Making macarons has been on my list of culinary projects for a very long time! They are quite intimidating, because small details in the preparation can ruin them. Even experienced bakers often share stories involving feet-less macarons  (can you imagine the horror?), cracked macarons, and many other types of monstrosities. Even though I did not list cooking projects for 2014, I was set on not letting another year pass by without attempting them.  Then, the perfect opportunity shaped up: our friend Cindy came up for a visit with her husband, and we decided to tackle this challenge together.  We had so much fun, I highly recommend that you consider inviting a friend over and doing the same. I’d been collecting recipes, tips, advice, and after consulting with my expert patissier friend Gary, we focused our efforts in two sites: Gwen’s Kitchen Creations and Joanne’s Eats Well With Others. They both definitely know their ways around the tricky Parisian macarons.


(adapted from Gwen & Joanne)

for the shells:
3 large egg whites, (95-100g), aged overnight
1/4 tsp cream of tartar
1/4 cup sugar (50g)
pinch of salt
2 cups powdered sugar (200g)
1 cup almond flour  (120g)
for the filling:

(makes a lot, you can reduce the amount, if you prefer)

[Source records]
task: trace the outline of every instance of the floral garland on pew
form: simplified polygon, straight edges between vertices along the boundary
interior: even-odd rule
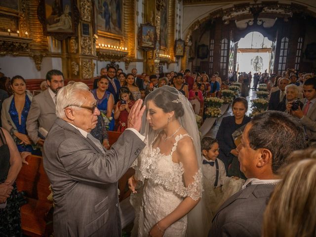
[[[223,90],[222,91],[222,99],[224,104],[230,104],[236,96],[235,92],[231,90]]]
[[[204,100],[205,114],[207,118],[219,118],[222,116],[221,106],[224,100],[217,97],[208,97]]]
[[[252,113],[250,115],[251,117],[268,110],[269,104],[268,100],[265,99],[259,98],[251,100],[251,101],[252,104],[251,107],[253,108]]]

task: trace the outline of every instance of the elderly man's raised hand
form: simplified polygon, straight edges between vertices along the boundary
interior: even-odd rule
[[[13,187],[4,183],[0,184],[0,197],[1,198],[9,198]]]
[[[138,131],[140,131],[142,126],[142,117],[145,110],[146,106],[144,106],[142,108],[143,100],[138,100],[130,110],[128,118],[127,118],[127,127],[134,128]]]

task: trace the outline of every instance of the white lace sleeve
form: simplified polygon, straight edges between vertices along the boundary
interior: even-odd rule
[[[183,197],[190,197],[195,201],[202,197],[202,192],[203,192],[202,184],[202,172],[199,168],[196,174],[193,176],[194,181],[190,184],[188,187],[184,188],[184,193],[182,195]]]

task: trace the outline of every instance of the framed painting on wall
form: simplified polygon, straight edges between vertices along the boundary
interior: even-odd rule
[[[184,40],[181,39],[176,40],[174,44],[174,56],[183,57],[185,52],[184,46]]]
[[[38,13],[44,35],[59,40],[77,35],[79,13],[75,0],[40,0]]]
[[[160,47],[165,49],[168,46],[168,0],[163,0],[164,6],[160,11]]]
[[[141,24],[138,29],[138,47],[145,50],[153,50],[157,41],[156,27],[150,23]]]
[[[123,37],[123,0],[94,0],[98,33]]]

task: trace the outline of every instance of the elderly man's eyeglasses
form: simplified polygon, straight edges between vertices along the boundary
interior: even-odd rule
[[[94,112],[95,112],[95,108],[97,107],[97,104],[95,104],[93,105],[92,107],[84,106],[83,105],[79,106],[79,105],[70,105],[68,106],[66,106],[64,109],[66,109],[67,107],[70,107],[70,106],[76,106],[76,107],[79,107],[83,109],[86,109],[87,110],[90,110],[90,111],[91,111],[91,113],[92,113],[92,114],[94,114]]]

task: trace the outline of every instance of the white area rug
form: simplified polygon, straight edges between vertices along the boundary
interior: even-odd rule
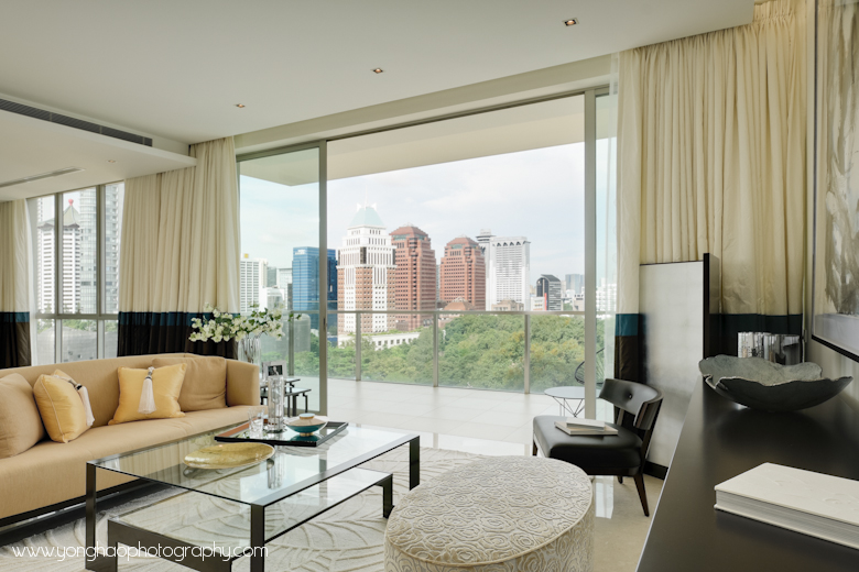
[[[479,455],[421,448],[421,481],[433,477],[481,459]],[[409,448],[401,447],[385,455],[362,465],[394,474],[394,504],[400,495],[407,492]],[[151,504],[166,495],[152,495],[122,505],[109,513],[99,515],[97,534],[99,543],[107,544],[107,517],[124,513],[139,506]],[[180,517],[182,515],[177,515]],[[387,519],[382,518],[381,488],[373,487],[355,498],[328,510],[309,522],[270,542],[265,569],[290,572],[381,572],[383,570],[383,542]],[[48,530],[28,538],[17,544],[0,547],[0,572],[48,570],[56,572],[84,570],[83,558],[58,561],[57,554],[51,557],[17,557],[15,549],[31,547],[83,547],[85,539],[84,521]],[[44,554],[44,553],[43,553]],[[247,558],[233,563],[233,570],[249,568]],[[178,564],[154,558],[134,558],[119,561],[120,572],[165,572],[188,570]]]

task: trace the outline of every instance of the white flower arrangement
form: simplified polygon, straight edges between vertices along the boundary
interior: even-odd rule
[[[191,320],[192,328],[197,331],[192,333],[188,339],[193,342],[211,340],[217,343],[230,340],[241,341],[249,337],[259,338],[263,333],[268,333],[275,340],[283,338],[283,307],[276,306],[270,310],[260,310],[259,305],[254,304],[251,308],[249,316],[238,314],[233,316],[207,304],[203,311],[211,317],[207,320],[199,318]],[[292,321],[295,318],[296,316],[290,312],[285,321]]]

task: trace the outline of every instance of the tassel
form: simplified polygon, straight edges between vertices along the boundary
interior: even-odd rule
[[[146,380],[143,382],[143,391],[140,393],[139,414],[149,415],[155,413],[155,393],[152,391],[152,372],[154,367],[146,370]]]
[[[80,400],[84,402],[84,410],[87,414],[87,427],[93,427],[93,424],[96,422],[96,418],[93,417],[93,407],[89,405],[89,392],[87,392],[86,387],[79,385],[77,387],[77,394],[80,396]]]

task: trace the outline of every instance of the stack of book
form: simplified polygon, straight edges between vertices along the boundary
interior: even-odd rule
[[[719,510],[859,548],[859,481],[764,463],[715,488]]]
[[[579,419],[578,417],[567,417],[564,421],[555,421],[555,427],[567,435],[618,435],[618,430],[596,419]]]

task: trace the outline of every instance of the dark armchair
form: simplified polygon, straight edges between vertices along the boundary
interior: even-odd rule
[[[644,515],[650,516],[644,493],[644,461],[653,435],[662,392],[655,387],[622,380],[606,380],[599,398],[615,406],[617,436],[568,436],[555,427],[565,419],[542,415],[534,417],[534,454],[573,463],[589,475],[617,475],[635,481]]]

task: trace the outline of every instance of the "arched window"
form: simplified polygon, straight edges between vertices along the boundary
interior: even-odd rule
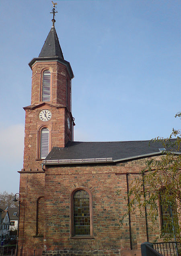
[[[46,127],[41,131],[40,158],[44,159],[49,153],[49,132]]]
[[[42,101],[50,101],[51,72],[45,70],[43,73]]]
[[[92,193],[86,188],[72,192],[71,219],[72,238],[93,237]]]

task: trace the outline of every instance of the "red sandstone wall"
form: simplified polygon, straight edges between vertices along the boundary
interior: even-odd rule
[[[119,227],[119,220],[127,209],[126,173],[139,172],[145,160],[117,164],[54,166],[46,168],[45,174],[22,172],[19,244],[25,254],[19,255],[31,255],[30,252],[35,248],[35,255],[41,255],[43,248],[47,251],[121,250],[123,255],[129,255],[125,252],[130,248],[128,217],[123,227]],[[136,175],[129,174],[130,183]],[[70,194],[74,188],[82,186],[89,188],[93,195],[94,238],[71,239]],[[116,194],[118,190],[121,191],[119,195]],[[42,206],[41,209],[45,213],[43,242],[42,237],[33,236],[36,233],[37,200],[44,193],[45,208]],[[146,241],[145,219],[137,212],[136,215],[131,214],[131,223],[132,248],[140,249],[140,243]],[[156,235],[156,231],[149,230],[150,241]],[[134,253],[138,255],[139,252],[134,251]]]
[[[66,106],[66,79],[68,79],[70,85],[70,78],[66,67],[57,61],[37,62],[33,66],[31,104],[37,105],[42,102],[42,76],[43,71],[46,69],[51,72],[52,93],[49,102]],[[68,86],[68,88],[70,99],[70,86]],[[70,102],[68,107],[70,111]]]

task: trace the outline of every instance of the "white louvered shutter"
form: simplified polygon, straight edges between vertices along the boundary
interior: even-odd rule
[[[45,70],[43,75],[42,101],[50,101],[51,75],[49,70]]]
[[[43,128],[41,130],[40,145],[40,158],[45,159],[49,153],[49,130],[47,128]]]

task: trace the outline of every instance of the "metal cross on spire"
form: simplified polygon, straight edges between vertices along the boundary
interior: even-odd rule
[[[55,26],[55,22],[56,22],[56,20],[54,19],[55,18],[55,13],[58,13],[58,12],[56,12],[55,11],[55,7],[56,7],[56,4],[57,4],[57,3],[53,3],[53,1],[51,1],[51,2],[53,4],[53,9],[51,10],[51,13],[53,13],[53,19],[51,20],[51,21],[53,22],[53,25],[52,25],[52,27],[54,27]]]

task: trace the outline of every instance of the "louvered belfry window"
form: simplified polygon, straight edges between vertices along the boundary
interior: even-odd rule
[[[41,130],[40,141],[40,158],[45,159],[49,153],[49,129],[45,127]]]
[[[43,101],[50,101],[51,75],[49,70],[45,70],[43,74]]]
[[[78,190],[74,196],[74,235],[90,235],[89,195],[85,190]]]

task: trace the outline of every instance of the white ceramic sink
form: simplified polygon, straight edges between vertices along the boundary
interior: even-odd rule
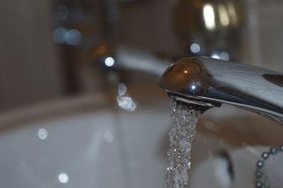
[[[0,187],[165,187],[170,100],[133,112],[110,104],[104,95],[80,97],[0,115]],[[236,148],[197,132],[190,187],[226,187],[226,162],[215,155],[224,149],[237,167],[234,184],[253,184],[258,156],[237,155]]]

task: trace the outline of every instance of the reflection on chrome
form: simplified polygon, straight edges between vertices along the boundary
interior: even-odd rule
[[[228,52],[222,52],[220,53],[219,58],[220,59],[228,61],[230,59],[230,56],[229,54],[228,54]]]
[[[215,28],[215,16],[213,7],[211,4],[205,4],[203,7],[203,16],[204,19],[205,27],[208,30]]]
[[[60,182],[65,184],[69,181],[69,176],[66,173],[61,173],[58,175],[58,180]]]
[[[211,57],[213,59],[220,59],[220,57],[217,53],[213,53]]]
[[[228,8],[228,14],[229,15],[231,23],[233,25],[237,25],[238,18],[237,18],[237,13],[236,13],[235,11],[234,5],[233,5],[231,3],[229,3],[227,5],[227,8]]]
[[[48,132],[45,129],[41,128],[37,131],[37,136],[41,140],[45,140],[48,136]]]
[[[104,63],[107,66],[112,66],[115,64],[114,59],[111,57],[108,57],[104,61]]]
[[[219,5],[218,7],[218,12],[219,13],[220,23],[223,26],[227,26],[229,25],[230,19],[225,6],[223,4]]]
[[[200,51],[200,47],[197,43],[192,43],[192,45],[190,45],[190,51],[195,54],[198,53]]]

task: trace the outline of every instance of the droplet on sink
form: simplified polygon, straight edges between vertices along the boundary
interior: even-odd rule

* **EXERCISE REQUIREMENTS**:
- A) Answer these questions using the macaron text:
(i) Who came up for a visit with her husband?
(ii) Which two sites did the baking efforts focus on?
(iii) How much almond flour does the shell recipe call for?
- B) In the source records, start at the line containing "task: trace the outline of every instance of the droplet" and copy every line from there through the final line of the entries without any changes.

* **IN RESPONSE**:
- A)
(i) Cindy.
(ii) Gwen's Kitchen Creations and Joanne's Eats Well With Others.
(iii) 1 cup (120g).

- B)
task: trace the outline of every instance of the droplet on sink
form: simplified polygon, straight edges between vertices along the boundary
interior: even-odd rule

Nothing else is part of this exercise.